--- Passage for review ---
In a paper published this month these researchers examined the immune reactivity of wild grain seeds that are low in prolamins, but high in globulins (fig 1).  indicating that a far wider range of grains may need to be avoided by coeliacs. [Gell, 2016] Compared to wheat, grains such as rice and oats have much lower amounts of prolamins, and far higher   quantities of these under-studied globulins.

“Our results indicate that both in celiac disease and type-I diabetes MHC-II presentation and B cell response may be developed not only for prolamins but also for seed storage globulins even in distant relatives of wheat, such as Brachypodium distachyon, having seed storage globulins similar to oat and rice.
[we recommend] further investigations whether diets enriched in seed storage globulins (like rice or oat) inhibit the sufficient healing, especially in patients with combined high risk to type-I diabetes and proven susceptibility to these proteins.”

Oats – further evidence that they should be avoided in coeliac disease

The safety of oats in coeliac disease has long been debated. A paper in Food and Nutrition Research [Comino, 2016] found that they contain proteins which stimulate coeliac antibodies (anti-33-mer antibody) indicating reactive potential. They also identified new peptide sequences that activated dendritic cells from coeliac patients.
---
- What you have to do
Reproduce, word for word, the stretch from "[we recommend] further" through "cells from coeliac patients." in the text on grains and coeliac disease.
--- Extracted material ---
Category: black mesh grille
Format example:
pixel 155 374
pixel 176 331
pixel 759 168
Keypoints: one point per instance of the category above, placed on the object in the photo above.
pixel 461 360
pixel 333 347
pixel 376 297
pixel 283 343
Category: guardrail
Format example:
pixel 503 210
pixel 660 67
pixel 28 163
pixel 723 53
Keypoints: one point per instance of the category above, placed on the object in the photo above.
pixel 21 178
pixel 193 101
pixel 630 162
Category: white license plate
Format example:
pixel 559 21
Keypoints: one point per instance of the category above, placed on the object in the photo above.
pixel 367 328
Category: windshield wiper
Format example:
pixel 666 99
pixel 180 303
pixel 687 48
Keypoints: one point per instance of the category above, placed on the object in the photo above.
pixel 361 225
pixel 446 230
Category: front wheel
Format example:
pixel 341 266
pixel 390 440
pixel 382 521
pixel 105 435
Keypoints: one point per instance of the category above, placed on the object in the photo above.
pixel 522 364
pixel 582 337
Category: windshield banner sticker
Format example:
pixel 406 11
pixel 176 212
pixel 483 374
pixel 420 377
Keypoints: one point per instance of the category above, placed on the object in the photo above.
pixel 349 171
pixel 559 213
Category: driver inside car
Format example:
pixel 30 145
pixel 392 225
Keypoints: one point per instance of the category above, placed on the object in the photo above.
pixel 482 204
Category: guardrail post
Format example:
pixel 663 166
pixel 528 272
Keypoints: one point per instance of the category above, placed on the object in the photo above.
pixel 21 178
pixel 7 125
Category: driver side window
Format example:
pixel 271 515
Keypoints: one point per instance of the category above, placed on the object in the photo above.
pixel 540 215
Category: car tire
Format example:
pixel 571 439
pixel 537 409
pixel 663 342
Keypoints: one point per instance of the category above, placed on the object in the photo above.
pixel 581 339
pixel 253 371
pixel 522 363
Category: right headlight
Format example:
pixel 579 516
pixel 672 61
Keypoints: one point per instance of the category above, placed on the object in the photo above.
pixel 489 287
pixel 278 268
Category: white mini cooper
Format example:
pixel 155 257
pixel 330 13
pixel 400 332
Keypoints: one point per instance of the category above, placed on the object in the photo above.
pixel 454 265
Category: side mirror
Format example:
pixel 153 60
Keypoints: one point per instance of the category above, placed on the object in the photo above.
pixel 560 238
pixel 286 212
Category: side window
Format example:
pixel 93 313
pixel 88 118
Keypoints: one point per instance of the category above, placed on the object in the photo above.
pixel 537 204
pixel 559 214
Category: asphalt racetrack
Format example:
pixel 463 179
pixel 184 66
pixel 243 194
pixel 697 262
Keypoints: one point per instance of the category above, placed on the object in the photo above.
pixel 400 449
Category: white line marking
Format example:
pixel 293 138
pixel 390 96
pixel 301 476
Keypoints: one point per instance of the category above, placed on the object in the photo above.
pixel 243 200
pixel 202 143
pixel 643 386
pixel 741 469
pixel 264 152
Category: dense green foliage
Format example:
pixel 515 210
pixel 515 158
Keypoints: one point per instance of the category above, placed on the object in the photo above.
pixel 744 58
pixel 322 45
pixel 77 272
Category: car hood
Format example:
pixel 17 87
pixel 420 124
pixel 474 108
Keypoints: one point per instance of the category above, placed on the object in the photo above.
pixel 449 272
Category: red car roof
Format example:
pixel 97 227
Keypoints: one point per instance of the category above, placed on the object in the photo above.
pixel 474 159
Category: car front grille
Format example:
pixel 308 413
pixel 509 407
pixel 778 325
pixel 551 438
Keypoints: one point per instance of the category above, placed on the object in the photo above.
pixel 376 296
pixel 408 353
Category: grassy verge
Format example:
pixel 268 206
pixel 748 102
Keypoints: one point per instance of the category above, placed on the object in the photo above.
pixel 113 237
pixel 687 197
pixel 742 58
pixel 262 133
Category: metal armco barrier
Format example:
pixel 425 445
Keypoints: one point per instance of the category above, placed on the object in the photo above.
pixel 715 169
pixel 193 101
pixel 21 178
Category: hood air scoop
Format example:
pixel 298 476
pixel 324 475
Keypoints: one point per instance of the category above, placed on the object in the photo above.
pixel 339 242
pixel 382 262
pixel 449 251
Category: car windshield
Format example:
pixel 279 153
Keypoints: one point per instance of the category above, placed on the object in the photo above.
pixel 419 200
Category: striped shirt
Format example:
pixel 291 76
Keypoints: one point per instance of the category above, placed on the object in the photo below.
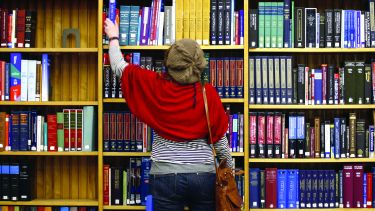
pixel 196 153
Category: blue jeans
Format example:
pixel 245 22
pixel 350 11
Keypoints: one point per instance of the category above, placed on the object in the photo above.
pixel 171 192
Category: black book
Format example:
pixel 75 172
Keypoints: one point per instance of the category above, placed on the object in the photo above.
pixel 368 84
pixel 322 33
pixel 220 21
pixel 116 185
pixel 253 28
pixel 25 182
pixel 359 82
pixel 213 22
pixel 328 28
pixel 295 85
pixel 14 172
pixel 301 84
pixel 360 137
pixel 337 28
pixel 299 24
pixel 330 81
pixel 227 22
pixel 310 27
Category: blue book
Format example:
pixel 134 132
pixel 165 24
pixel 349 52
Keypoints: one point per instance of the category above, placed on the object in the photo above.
pixel 112 10
pixel 282 187
pixel 292 184
pixel 5 183
pixel 302 189
pixel 287 20
pixel 258 80
pixel 337 134
pixel 277 79
pixel 265 79
pixel 318 84
pixel 14 172
pixel 271 81
pixel 234 140
pixel 254 188
pixel 124 25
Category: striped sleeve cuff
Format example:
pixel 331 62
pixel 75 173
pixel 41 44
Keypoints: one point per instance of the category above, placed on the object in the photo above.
pixel 118 63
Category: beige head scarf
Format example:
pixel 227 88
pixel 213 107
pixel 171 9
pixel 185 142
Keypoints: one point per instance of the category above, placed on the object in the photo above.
pixel 185 61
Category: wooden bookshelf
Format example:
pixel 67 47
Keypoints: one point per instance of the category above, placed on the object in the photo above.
pixel 33 153
pixel 52 202
pixel 311 50
pixel 311 160
pixel 49 103
pixel 49 50
pixel 311 107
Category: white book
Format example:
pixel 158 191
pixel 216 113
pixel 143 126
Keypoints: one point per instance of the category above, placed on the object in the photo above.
pixel 31 80
pixel 24 74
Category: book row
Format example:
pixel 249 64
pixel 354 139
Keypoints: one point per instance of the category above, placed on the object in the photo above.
pixel 69 130
pixel 24 80
pixel 282 25
pixel 17 180
pixel 226 74
pixel 123 132
pixel 274 80
pixel 128 184
pixel 17 28
pixel 292 136
pixel 212 22
pixel 40 208
pixel 350 187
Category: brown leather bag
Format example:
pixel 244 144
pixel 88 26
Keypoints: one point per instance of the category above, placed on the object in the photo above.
pixel 227 196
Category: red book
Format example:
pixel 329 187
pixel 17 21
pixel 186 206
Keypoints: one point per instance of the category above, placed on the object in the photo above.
pixel 66 113
pixel 20 27
pixel 369 190
pixel 213 72
pixel 106 184
pixel 277 135
pixel 261 134
pixel 269 134
pixel 4 27
pixel 271 187
pixel 52 132
pixel 253 134
pixel 79 126
pixel 348 186
pixel 358 186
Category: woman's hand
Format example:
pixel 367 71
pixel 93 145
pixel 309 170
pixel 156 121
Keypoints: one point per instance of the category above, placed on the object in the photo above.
pixel 111 29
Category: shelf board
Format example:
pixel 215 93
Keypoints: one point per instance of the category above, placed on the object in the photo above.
pixel 49 50
pixel 165 47
pixel 311 160
pixel 224 100
pixel 265 106
pixel 126 154
pixel 124 207
pixel 52 202
pixel 312 50
pixel 33 153
pixel 48 103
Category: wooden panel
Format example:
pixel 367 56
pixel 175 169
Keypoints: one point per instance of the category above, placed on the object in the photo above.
pixel 65 183
pixel 56 178
pixel 83 168
pixel 74 180
pixel 48 178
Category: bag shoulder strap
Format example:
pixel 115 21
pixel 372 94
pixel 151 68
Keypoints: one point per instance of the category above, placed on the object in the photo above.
pixel 209 125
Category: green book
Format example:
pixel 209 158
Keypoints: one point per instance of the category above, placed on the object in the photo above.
pixel 60 131
pixel 261 24
pixel 267 24
pixel 274 23
pixel 280 24
pixel 88 128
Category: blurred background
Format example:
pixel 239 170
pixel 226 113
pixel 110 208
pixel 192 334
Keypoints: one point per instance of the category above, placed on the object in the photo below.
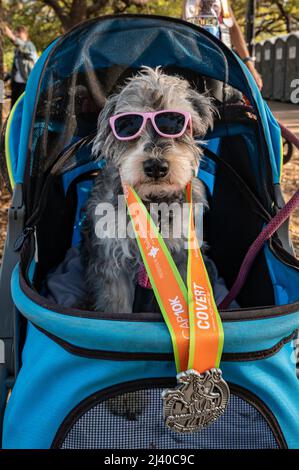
pixel 270 28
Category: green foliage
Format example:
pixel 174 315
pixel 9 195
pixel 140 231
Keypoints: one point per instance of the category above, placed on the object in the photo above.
pixel 45 22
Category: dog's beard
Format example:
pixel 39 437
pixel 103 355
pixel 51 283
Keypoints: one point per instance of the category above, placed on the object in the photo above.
pixel 182 159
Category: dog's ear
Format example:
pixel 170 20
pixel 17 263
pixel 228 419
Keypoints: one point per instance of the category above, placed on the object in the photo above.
pixel 204 112
pixel 101 143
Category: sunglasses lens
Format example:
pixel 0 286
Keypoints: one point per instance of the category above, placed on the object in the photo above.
pixel 127 126
pixel 170 123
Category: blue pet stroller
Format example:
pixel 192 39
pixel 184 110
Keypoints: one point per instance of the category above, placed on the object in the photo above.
pixel 64 369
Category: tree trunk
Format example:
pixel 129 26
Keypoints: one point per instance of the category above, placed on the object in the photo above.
pixel 1 71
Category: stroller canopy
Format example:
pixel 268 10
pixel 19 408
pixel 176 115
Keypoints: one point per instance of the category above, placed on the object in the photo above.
pixel 76 73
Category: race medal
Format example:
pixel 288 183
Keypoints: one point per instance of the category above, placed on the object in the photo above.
pixel 198 401
pixel 192 319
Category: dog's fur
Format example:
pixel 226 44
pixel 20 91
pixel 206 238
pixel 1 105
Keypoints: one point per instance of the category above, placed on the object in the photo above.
pixel 112 263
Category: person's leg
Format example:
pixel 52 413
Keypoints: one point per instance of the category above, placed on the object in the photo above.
pixel 16 90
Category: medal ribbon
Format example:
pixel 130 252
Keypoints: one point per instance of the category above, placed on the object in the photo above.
---
- Solution
[we recommend] further investigations whether diets enriched in seed storage globulins (like rice or oat) inhibit the sufficient healing, especially in patients with combined high risk to type-I diabetes and proven susceptibility to these proteins.”

Oats – further evidence that they should be avoided in coeliac disease

The safety of oats in coeliac disease has long been debated. A paper in Food and Nutrition Research [Comino, 2016] found that they contain proteins which stimulate coeliac antibodies (anti-33-mer antibody) indicating reactive potential. They also identified new peptide sequences that activated dendritic cells from coeliac patients.